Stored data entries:
* Begin *

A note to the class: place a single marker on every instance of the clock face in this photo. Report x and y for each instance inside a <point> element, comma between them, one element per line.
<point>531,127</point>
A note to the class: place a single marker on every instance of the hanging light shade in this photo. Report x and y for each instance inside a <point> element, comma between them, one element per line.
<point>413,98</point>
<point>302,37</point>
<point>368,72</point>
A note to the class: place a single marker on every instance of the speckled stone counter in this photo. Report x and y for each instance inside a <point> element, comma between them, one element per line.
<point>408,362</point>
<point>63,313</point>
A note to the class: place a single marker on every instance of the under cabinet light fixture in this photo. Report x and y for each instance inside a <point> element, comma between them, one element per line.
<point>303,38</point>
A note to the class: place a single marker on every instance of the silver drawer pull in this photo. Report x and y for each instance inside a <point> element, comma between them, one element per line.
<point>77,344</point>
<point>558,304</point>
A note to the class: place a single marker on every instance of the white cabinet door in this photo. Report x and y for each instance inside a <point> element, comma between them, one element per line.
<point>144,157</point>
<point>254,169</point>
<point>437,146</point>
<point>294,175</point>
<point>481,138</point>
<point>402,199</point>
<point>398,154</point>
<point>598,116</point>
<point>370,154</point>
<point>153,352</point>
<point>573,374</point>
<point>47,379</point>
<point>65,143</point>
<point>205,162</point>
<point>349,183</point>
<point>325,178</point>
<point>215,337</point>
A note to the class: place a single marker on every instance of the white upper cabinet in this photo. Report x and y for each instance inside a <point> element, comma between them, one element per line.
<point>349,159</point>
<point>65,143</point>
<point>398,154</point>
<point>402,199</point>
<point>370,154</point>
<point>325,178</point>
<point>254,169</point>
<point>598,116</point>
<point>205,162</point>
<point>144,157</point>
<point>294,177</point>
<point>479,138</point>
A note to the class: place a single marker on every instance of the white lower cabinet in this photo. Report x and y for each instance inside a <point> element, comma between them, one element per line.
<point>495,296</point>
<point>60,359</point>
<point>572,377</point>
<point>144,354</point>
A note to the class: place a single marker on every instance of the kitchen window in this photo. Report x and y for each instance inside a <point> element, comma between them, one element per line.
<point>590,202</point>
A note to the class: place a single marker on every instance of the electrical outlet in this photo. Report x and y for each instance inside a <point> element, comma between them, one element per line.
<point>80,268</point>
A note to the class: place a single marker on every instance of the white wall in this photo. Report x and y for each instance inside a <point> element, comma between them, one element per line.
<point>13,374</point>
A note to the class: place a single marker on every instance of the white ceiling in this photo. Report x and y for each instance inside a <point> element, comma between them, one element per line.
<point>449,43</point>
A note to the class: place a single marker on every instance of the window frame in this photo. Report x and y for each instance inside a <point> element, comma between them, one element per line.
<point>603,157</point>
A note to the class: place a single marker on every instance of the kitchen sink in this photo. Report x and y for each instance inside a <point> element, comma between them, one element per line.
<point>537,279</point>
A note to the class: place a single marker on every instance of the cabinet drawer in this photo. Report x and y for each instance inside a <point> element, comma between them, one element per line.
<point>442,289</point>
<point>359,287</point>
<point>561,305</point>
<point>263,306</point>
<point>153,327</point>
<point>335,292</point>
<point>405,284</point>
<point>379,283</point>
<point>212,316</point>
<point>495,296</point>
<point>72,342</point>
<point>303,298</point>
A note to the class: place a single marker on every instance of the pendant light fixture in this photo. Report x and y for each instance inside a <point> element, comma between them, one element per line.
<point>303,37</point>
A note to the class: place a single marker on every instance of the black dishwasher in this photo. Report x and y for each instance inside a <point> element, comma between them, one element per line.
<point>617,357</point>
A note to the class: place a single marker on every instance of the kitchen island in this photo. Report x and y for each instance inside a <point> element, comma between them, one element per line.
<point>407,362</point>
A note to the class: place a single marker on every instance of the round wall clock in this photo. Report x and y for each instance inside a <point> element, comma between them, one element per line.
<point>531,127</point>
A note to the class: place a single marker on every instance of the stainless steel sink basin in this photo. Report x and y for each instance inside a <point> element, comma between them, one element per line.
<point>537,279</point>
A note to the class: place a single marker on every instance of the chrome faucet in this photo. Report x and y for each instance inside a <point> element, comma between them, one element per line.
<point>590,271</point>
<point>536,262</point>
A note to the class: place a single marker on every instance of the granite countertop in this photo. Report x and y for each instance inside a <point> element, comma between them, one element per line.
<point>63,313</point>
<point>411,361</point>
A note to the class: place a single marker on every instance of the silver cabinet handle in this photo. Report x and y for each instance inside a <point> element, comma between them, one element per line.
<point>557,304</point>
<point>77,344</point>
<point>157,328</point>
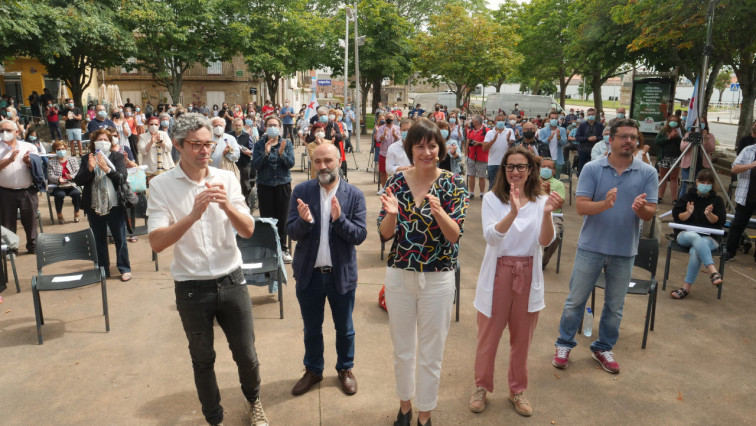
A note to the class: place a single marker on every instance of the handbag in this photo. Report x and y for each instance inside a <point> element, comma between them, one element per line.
<point>137,179</point>
<point>126,196</point>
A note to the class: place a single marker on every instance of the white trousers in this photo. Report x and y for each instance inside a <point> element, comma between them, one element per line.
<point>420,308</point>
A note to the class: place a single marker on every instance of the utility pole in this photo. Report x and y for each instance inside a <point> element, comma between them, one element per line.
<point>357,102</point>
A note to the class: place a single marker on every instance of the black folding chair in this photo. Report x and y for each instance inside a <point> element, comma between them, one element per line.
<point>54,248</point>
<point>647,258</point>
<point>262,255</point>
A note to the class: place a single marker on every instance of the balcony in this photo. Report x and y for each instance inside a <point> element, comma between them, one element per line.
<point>218,71</point>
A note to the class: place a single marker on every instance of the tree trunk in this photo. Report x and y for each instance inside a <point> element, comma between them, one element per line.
<point>377,95</point>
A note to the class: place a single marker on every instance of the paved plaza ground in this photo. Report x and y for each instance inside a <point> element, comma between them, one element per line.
<point>697,367</point>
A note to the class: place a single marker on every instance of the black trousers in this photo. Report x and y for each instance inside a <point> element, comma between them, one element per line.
<point>738,225</point>
<point>274,202</point>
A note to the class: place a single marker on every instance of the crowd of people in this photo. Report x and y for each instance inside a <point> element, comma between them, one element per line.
<point>199,162</point>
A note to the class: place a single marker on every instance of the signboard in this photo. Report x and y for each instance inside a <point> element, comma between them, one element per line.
<point>652,102</point>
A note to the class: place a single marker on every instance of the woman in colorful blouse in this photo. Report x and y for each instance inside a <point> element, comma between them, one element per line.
<point>517,225</point>
<point>60,172</point>
<point>424,212</point>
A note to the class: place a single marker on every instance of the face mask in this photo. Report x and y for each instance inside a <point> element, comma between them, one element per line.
<point>704,188</point>
<point>103,146</point>
<point>272,132</point>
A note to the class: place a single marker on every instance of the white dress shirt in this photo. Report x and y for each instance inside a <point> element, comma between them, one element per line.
<point>520,240</point>
<point>324,248</point>
<point>208,248</point>
<point>17,175</point>
<point>396,157</point>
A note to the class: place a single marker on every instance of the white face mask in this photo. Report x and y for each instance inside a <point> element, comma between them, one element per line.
<point>103,146</point>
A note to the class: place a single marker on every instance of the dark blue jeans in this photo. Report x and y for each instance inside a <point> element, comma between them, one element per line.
<point>312,304</point>
<point>227,301</point>
<point>116,221</point>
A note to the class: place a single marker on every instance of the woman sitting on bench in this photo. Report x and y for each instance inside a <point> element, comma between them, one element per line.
<point>699,207</point>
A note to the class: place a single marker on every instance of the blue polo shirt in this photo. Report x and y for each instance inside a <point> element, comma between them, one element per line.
<point>615,231</point>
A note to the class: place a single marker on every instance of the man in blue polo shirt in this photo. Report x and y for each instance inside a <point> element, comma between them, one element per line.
<point>614,194</point>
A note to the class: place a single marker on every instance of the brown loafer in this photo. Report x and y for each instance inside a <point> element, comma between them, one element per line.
<point>306,382</point>
<point>348,382</point>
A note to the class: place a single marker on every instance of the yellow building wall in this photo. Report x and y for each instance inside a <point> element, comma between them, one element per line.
<point>33,78</point>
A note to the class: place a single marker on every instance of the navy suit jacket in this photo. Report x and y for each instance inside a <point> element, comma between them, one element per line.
<point>346,232</point>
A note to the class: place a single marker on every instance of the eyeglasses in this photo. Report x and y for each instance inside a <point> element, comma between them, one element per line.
<point>519,167</point>
<point>196,146</point>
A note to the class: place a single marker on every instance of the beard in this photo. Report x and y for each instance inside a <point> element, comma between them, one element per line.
<point>327,176</point>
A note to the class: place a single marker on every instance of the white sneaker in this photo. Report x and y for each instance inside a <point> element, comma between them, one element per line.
<point>256,414</point>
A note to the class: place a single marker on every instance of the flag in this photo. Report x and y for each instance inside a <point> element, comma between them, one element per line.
<point>692,108</point>
<point>312,107</point>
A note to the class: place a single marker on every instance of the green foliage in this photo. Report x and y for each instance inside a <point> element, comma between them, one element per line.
<point>287,37</point>
<point>173,35</point>
<point>482,50</point>
<point>88,36</point>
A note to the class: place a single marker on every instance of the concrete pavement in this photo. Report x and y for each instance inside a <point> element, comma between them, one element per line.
<point>697,368</point>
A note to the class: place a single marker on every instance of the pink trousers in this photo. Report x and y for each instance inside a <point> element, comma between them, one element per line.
<point>510,307</point>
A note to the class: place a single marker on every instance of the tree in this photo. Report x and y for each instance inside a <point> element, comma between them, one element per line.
<point>681,25</point>
<point>173,35</point>
<point>599,46</point>
<point>547,27</point>
<point>87,37</point>
<point>387,52</point>
<point>722,82</point>
<point>480,51</point>
<point>288,38</point>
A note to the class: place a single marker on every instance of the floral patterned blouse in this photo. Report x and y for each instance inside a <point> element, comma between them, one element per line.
<point>419,245</point>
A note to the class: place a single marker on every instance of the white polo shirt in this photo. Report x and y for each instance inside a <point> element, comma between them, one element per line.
<point>208,249</point>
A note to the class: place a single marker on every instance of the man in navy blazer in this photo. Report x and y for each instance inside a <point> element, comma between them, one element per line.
<point>327,220</point>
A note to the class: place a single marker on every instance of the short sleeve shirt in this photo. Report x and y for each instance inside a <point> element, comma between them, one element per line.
<point>419,245</point>
<point>615,231</point>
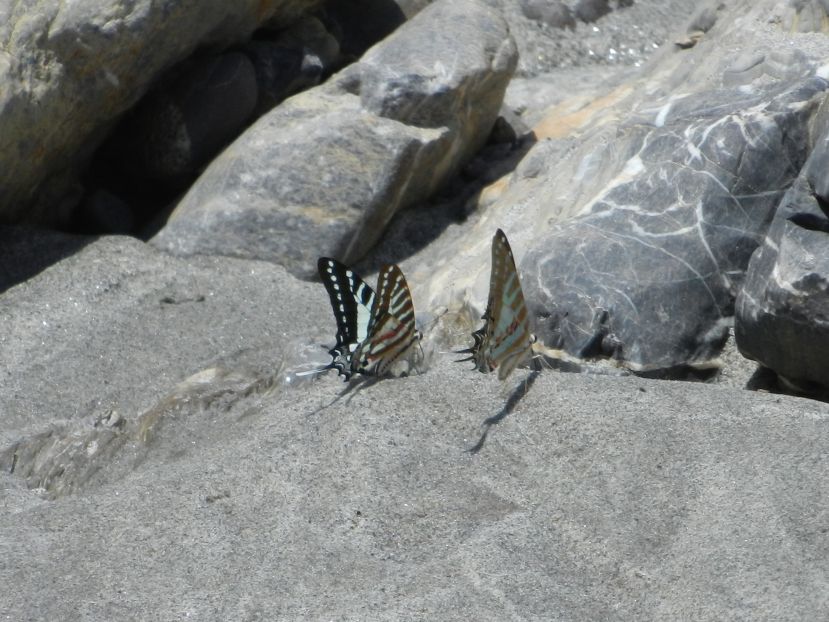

* End *

Recast the lines from the one containing "of the beard" through the one containing "<point>510,307</point>", inclusive, as a Markdown table with the columns Row and Line. Number each row and leave out blank lines.

### WRITTEN ANSWER
| Row | Line |
|---|---|
| 1 | A note to the class: place a single marker on every instance of the beard in this photo. Report x and y for each instance inside a <point> element, comma between them, one element per line. |
| 2 | <point>327,176</point> |
| 3 | A note to the class: place a single marker on every instance of the white sneaker in this photo. Report x and y for each instance inside a <point> element, comma between them, one element per line. |
| 4 | <point>256,414</point> |
| 5 | A note to the class: place a single marker on every instance of the flag in this photo. Report x and y for each instance inside a <point> element, comma between them, one element per line. |
| 6 | <point>692,108</point> |
| 7 | <point>312,107</point> |
| 8 | A note to the class: place a single marker on every instance of the green foliage in this photo. Report x and y for each instance inside a <point> element, comma between them, one element per line. |
| 9 | <point>287,37</point> |
| 10 | <point>173,35</point> |
| 11 | <point>482,50</point> |
| 12 | <point>88,36</point> |
| 13 | A note to the class: place a single marker on every instance of the concrete pavement in this photo. Report x and y for each instance inside a <point> element, comma between them, one element per line. |
| 14 | <point>697,368</point> |
| 15 | A note to the class: place a single marker on every instance of the pink trousers in this photo. Report x and y for each instance inside a <point> element, comma between them, one element per line. |
| 16 | <point>510,307</point> |